Task details: As the answer, give every line of the records that includes the word "gravel".

┌──

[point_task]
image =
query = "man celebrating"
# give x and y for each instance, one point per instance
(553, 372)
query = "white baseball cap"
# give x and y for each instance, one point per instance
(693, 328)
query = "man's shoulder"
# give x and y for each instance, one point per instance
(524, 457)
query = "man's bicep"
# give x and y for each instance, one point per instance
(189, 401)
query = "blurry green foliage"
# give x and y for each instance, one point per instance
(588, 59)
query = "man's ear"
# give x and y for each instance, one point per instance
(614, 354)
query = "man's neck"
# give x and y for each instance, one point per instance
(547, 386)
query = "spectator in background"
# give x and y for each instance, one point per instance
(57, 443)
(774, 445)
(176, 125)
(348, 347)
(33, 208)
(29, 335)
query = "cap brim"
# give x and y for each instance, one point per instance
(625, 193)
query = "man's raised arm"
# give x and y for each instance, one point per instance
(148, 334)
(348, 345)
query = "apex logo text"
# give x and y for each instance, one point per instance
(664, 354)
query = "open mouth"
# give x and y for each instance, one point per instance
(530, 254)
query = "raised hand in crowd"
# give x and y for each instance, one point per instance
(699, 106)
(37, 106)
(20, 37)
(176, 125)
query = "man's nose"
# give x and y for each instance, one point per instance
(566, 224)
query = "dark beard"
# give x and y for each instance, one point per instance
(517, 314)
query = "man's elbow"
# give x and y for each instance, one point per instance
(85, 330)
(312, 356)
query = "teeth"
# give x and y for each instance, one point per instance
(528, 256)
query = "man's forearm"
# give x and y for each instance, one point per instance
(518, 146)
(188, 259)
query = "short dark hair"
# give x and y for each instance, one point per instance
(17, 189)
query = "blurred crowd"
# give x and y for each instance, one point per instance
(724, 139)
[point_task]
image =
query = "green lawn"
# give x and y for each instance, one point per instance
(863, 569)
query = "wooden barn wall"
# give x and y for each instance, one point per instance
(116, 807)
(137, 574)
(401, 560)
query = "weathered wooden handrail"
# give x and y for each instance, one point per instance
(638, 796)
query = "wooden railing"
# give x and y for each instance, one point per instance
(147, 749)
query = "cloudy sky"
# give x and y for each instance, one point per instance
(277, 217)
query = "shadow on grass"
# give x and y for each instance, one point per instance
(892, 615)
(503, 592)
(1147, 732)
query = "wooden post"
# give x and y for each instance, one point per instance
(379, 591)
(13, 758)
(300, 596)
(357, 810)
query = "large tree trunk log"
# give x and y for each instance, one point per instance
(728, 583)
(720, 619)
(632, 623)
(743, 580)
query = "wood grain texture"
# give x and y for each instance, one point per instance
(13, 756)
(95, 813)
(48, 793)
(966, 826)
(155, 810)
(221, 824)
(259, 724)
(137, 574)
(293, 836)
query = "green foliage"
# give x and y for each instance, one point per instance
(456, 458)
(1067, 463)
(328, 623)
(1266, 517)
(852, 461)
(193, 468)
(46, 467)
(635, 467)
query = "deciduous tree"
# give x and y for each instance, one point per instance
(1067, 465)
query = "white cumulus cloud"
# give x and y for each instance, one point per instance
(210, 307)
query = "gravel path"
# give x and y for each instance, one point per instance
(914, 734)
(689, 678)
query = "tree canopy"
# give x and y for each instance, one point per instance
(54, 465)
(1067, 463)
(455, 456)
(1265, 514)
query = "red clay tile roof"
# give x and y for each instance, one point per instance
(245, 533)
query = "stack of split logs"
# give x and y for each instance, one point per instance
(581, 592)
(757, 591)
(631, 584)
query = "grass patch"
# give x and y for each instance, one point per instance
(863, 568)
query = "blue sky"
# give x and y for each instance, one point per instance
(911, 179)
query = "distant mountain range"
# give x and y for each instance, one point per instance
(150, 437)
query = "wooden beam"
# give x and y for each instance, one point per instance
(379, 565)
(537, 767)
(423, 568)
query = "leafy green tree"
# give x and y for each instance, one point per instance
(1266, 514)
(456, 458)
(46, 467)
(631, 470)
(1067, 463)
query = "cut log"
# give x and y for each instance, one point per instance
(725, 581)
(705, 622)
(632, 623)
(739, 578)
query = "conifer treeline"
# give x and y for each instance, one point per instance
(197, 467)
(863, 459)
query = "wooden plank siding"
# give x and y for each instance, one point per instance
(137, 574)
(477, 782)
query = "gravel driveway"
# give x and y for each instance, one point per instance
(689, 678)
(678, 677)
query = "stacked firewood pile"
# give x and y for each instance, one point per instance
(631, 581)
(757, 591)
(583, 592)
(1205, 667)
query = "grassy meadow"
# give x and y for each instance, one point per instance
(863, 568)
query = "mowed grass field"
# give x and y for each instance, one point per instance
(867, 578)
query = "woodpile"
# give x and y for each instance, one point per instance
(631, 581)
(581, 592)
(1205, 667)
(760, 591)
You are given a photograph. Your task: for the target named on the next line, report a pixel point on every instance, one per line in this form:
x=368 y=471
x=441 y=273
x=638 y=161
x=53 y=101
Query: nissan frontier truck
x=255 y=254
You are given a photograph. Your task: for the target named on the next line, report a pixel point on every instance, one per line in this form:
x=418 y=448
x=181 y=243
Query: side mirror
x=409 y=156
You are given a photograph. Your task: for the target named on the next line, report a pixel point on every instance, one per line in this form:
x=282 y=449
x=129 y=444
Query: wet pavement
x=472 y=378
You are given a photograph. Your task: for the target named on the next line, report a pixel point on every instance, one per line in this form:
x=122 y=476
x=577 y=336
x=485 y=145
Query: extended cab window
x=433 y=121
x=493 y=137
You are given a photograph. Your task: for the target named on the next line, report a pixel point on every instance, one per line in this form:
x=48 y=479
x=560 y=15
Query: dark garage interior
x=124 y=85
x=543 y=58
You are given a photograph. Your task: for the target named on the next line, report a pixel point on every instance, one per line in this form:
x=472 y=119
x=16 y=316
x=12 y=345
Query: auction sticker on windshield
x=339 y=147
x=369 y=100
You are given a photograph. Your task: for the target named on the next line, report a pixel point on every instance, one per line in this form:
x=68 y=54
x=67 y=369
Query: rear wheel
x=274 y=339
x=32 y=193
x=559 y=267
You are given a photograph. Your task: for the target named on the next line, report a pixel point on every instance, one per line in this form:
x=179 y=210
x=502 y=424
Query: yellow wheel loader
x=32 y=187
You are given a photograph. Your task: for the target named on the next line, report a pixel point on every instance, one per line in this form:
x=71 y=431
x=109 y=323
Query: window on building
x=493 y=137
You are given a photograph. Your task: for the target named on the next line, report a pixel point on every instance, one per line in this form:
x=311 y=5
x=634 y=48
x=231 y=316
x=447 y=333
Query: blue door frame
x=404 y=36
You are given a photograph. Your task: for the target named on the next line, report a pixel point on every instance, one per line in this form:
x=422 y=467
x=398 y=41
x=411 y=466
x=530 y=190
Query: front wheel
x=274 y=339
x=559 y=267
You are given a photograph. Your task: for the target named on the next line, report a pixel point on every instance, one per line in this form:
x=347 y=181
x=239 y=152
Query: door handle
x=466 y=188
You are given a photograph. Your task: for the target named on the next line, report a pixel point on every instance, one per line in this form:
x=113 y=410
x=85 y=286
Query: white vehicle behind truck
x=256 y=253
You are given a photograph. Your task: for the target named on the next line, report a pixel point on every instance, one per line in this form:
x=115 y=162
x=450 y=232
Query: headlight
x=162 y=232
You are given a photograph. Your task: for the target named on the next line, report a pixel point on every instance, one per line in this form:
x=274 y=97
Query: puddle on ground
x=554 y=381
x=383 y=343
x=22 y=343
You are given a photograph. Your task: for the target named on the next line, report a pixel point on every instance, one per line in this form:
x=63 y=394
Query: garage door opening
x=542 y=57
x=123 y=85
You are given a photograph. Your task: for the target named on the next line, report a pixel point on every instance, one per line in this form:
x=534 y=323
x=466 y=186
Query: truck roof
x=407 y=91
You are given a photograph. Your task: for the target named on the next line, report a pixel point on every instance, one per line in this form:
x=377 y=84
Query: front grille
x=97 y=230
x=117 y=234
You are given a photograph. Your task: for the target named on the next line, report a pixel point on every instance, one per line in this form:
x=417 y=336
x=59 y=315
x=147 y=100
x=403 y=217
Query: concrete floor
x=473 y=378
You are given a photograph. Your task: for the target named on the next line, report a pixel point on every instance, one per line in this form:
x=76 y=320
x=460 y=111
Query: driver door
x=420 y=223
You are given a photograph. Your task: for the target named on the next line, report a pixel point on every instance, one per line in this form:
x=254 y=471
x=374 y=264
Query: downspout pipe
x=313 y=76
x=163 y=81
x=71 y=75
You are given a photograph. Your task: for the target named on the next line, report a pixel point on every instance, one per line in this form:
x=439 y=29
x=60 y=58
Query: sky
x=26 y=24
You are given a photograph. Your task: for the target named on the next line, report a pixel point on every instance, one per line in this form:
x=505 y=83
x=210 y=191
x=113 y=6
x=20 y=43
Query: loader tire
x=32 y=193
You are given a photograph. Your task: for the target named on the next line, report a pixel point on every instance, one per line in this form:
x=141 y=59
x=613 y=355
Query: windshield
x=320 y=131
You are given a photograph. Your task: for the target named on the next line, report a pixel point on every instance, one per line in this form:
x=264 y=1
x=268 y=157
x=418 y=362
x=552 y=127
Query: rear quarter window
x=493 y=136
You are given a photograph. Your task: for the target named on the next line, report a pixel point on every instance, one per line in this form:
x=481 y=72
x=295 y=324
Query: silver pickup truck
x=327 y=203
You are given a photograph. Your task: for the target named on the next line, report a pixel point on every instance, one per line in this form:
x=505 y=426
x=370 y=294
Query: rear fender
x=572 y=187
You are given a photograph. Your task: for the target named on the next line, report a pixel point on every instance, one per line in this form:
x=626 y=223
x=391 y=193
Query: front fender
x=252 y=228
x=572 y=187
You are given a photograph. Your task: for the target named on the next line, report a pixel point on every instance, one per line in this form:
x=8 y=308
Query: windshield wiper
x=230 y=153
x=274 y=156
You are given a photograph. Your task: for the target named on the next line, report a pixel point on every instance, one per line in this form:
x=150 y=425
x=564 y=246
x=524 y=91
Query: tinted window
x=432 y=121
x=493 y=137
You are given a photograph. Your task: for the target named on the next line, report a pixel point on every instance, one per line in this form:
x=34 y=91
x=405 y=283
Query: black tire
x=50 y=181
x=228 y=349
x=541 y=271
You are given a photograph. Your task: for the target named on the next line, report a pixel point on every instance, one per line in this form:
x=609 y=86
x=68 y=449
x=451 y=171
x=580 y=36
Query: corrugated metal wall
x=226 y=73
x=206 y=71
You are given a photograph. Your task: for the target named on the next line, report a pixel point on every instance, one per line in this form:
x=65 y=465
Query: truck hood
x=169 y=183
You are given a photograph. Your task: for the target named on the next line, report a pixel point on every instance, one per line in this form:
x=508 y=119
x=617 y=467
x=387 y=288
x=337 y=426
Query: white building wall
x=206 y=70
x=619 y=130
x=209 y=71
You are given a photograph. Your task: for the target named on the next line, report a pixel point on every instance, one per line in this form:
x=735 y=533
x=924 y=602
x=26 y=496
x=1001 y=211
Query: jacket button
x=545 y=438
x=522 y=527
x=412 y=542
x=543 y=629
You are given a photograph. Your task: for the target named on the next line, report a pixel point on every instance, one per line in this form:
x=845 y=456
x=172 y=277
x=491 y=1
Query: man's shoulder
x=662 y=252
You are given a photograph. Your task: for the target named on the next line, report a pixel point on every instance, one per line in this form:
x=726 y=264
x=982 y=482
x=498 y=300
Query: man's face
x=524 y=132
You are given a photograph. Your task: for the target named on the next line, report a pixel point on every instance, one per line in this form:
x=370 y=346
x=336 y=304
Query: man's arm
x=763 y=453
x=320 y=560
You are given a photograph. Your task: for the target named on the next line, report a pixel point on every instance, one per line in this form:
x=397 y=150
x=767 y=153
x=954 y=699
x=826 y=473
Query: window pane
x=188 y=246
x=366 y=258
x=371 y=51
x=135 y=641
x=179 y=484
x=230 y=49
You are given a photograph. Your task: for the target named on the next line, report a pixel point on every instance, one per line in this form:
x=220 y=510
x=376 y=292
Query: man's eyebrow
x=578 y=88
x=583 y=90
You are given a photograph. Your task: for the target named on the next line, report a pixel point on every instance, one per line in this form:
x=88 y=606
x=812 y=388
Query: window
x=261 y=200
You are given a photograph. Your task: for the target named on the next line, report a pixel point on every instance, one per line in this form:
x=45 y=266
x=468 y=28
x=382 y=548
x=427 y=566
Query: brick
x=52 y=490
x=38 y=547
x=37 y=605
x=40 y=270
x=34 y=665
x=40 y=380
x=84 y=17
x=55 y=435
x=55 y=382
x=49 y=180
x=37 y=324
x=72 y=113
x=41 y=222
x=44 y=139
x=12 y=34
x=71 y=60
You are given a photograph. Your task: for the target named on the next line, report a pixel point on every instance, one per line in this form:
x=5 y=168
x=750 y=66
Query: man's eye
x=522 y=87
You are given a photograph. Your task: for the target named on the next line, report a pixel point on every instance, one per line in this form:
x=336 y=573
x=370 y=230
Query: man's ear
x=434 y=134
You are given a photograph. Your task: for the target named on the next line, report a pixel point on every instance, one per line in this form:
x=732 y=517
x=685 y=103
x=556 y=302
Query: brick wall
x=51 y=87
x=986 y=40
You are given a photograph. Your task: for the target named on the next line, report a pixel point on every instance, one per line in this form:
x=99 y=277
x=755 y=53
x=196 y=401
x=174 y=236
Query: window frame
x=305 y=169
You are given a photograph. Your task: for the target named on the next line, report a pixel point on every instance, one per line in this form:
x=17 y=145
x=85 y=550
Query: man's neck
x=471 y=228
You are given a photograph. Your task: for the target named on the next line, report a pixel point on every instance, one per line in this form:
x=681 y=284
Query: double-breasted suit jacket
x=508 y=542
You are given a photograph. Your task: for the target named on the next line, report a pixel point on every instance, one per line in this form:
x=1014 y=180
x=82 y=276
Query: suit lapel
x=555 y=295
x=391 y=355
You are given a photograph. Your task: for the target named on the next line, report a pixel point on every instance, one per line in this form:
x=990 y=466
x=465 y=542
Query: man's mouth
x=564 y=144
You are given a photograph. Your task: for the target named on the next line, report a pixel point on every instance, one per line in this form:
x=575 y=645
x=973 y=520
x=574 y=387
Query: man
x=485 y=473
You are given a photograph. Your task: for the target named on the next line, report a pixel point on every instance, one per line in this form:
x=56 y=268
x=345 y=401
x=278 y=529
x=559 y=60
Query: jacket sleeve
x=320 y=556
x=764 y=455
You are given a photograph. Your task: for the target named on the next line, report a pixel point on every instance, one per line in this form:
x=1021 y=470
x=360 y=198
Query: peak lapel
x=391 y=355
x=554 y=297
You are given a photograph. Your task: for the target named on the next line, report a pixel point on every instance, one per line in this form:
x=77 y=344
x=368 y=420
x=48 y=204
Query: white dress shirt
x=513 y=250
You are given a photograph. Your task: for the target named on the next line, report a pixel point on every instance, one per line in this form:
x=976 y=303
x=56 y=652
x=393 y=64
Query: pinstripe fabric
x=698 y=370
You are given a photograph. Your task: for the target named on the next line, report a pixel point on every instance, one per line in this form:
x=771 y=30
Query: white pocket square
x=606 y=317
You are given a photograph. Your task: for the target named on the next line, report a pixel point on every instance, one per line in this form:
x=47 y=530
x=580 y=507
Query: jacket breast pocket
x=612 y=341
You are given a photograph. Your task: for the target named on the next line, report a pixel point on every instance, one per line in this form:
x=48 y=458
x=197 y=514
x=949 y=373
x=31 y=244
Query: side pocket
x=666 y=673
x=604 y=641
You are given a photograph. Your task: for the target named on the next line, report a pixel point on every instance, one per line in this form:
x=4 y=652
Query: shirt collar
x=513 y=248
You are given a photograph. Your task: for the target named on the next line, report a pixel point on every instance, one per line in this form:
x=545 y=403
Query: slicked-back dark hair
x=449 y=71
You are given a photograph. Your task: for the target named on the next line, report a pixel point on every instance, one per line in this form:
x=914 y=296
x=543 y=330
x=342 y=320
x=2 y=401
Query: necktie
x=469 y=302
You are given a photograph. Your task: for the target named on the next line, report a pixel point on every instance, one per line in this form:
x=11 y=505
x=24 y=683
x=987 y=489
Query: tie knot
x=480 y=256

└──

Expected answer:
query = "gravel path"
query = "gravel driveway"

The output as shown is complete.